### [Requirement]
Give back every entry below, exactly as written.
━━ Input ━━
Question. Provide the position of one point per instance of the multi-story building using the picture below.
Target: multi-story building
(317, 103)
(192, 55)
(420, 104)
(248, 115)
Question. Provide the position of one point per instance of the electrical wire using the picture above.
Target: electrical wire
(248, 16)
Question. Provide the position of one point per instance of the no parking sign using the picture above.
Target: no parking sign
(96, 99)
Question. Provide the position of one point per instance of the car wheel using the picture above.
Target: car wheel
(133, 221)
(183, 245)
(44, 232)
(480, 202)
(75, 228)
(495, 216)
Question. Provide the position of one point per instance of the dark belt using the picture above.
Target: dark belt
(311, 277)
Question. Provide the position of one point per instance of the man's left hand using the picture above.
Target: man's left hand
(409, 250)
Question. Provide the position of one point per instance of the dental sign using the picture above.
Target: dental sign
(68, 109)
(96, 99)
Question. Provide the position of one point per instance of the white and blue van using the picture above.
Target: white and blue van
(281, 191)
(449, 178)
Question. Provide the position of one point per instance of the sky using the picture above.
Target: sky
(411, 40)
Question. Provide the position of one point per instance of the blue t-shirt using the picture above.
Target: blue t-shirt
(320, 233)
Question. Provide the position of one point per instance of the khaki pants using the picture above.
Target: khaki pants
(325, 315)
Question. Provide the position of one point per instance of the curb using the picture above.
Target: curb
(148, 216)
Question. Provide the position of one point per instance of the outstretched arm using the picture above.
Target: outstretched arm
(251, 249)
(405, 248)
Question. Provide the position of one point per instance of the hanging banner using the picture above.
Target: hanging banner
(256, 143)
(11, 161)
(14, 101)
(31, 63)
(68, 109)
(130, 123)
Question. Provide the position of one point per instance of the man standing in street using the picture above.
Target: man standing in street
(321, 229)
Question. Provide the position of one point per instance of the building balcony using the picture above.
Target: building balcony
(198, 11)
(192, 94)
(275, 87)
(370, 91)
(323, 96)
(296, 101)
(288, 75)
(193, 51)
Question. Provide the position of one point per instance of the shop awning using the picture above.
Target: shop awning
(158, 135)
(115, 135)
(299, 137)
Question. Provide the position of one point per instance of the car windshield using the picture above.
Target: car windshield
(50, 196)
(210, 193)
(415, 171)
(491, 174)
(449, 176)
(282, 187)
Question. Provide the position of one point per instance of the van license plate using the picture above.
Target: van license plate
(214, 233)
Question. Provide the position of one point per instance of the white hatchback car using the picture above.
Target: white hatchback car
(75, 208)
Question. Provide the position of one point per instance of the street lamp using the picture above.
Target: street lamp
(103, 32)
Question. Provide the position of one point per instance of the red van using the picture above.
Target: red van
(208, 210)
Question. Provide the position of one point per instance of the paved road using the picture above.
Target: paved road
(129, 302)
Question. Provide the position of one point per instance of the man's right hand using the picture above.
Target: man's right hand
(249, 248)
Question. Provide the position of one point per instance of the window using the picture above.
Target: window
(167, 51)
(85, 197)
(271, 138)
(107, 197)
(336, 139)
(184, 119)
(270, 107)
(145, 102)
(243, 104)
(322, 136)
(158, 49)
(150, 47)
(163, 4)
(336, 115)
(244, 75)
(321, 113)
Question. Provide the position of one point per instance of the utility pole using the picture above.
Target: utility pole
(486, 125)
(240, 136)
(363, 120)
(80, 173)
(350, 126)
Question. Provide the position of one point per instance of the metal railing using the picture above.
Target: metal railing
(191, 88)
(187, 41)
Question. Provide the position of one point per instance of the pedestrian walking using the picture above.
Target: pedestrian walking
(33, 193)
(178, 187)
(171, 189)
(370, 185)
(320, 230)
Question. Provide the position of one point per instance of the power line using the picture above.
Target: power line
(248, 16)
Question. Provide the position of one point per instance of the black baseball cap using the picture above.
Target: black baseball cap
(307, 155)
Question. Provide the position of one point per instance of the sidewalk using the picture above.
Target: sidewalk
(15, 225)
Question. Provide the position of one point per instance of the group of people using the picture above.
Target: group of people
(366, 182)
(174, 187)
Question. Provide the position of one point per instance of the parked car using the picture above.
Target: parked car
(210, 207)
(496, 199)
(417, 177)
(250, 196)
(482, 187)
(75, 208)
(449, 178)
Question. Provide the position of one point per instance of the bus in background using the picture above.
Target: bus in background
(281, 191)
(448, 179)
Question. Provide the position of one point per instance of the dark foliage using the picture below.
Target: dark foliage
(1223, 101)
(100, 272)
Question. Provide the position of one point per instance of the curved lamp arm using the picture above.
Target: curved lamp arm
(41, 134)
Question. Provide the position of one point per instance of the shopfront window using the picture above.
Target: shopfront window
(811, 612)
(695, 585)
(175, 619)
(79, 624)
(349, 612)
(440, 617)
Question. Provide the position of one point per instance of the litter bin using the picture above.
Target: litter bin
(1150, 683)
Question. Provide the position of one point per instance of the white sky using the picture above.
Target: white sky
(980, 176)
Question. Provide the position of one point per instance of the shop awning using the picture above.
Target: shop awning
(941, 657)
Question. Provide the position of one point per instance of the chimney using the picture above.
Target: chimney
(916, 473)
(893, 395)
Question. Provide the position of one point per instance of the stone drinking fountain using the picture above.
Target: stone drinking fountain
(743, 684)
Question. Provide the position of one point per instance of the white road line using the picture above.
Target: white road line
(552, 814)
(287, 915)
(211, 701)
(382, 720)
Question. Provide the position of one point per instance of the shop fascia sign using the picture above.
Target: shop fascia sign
━━━
### [Worked solution]
Question. Provide the position of one point per instance of the multi-story building using the picture below.
Target: multi-story building
(317, 103)
(192, 55)
(420, 104)
(248, 115)
Question. Provide the position of one point per instance of the electrical wire using the picture above.
Target: electrical wire
(248, 16)
Question. Provide the position of one point per instance of the no parking sign using the picture above.
Target: no parking sign
(96, 99)
Question. Provide the position of one point per instance of the car wheel using the picture above.
Target: car wheel
(133, 221)
(183, 245)
(44, 232)
(480, 202)
(75, 228)
(495, 216)
Question. Provide the position of one point per instance of the dark belt using the picture above.
Target: dark belt
(311, 277)
Question. Provide the position of one point per instance of the man's left hand using the picture above.
Target: man's left hand
(409, 250)
Question. Provide the position of one point per instance of the dental sign using the picture above.
Target: dental sign
(68, 109)
(96, 99)
Question. Provide the position of one point per instance of the white and blue van using the picture above.
Target: white and blue van
(281, 191)
(449, 178)
Question. Provide the position of one point per instance of the sky using the picture above.
Target: sky
(411, 40)
Question. Provide the position of one point per instance of the blue t-shirt using the picture above.
Target: blue t-shirt
(320, 233)
Question. Provide the position of one point per instance of the khaki pants using the picture above.
Target: khaki pants
(325, 315)
Question. Provide the position of one point per instance of the curb using the picture above.
Target: curb
(148, 216)
Question. Provide the position of one point per instance of the outstretched arm using the picture above.
Target: outstretched arm
(251, 249)
(405, 248)
Question. Provide the position of one point per instance of the hanging banner using the picture above.
Target: hanging banner
(256, 143)
(11, 161)
(14, 101)
(31, 63)
(68, 109)
(130, 123)
Question. Provide the position of one point per instance of the man standing in street using the picture above.
Target: man standing in street
(321, 229)
Question. Provide the position of one point per instance of the building balcony using the picture above.
Target: building balcony
(198, 11)
(192, 94)
(275, 87)
(370, 91)
(323, 96)
(296, 101)
(288, 75)
(193, 51)
Question. Provide the position of one point per instance of the shop awning using the picture above.
Target: shop awning
(158, 135)
(115, 135)
(299, 137)
Question. Provide the position of one point per instance of the car windshield using the picture above.
Target: car windshield
(50, 196)
(210, 193)
(415, 171)
(491, 174)
(449, 176)
(282, 187)
Question. Provide the position of one point per instance of the van license plate using the picture above.
Target: van license plate
(214, 233)
Question. Provide the position of one point per instance of the white hatchback car using the picture above.
Target: white hatchback car
(75, 208)
Question. Provide the position of one point per instance of the street lamp using the picture above.
Target: street lamp
(103, 32)
Question. Provide the position of one point per instance of the red van using the picture above.
Target: red van
(208, 210)
Question. Provide the position of one point per instance of the paved road using the picture above.
Target: paved road
(129, 302)
Question. Provide the position of one point per instance of the man's right hand using the picture above.
Target: man's right hand
(249, 248)
Question. Provide the position of one point per instance of the window using the picture above.
Target: window
(167, 51)
(85, 197)
(271, 138)
(107, 197)
(336, 139)
(184, 119)
(270, 107)
(145, 102)
(243, 104)
(322, 136)
(158, 49)
(150, 47)
(163, 4)
(336, 115)
(244, 75)
(321, 113)
Question. Provide the position of one point per instance of the utility pole using the picture above.
Target: utility pole
(486, 125)
(240, 136)
(363, 120)
(80, 173)
(350, 126)
Question. Provide the position of one point per instance of the metal railing using the picture above.
Target: metal railing
(191, 88)
(187, 41)
Question. Provide the position of one point per instance of the pedestrian walking using the picture above.
Target: pedestrian walking
(33, 193)
(178, 187)
(171, 189)
(370, 185)
(320, 230)
Question. Provide the position of one point per instance of the power line using the picture above.
Target: power line
(248, 16)
Question. Provide the position of one point per instance of the black baseball cap using the picture above.
Target: black baseball cap
(307, 155)
Question. Provide the position of one point per instance of the sidewalk using the picture above.
Target: sidewalk
(15, 225)
Question. Provide the position of one point per instance of the group of people using the picture above.
Target: group of people
(366, 182)
(174, 187)
Question. Provide the position of one point per instance of the parked car using the picture above.
Target: parked car
(210, 207)
(496, 199)
(417, 177)
(250, 196)
(482, 187)
(75, 208)
(449, 178)
Question. Provide the position of one point per instance of the bus in background using the picture above.
Target: bus in background
(281, 191)
(448, 179)
Question. Provide the position of one point per instance of the dark foliage using the picture below.
Target: dark foliage
(1223, 101)
(100, 272)
Question. Provide the position of one point per instance of the curved lamp arm using the picture above.
Target: curved lamp arm
(41, 134)
Question. Provide the position of one point per instance of the shopfront window using the picture above.
Target: shopfront window
(811, 612)
(695, 585)
(175, 619)
(79, 624)
(349, 612)
(440, 617)
Question. Provide the position of one point per instance of the litter bin using the picture above.
Target: litter bin
(1150, 683)
Question. Provide the position of one point per instance of the white sky using the picture above.
Target: white sky
(980, 176)
Question. Provide the position of one point per instance of the shop awning using the picture above.
Target: shop awning
(941, 657)
Question. Provide the position of one point per instance of the chimney using the picture above.
Target: chimney
(916, 473)
(893, 395)
Question. Provide the position of one point per instance of the stone drinking fountain using the picture above.
Target: stone drinking fountain
(743, 684)
Question. Provide the position of one point per instance of the white road line using the picture above.
Target: white road line
(552, 814)
(287, 915)
(211, 701)
(382, 720)
Question. Provide the position of one point per instance of the shop fascia sign using the picture above.
Target: shop fascia sign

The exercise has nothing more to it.